╔══

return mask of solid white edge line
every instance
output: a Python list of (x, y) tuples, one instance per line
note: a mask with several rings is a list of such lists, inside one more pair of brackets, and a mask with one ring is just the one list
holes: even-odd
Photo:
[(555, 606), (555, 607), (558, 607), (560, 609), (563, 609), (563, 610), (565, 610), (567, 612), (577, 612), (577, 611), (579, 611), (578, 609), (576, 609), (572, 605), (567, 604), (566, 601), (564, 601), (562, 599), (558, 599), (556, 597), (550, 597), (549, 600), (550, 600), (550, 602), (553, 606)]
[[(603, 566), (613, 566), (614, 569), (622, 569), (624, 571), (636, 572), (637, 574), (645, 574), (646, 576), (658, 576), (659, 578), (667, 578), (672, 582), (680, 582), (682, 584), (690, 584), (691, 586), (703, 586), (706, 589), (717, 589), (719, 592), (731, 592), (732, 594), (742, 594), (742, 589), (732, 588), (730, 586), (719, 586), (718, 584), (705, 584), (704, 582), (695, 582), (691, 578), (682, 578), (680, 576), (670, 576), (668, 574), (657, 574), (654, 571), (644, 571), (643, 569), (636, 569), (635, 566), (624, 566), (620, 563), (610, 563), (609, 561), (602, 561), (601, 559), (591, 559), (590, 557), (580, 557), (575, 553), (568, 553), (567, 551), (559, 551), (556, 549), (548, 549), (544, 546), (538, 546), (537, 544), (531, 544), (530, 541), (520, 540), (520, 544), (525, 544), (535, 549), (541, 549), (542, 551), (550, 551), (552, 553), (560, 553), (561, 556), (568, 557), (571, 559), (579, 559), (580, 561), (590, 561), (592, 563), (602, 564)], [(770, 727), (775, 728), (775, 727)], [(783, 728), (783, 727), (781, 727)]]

╚══

** Instructions for the task **
From the material above, extract each row that contains the string "line".

** Task solution **
return mask of solid white edge line
output: a Python list of (x, y) tuples, one instance per line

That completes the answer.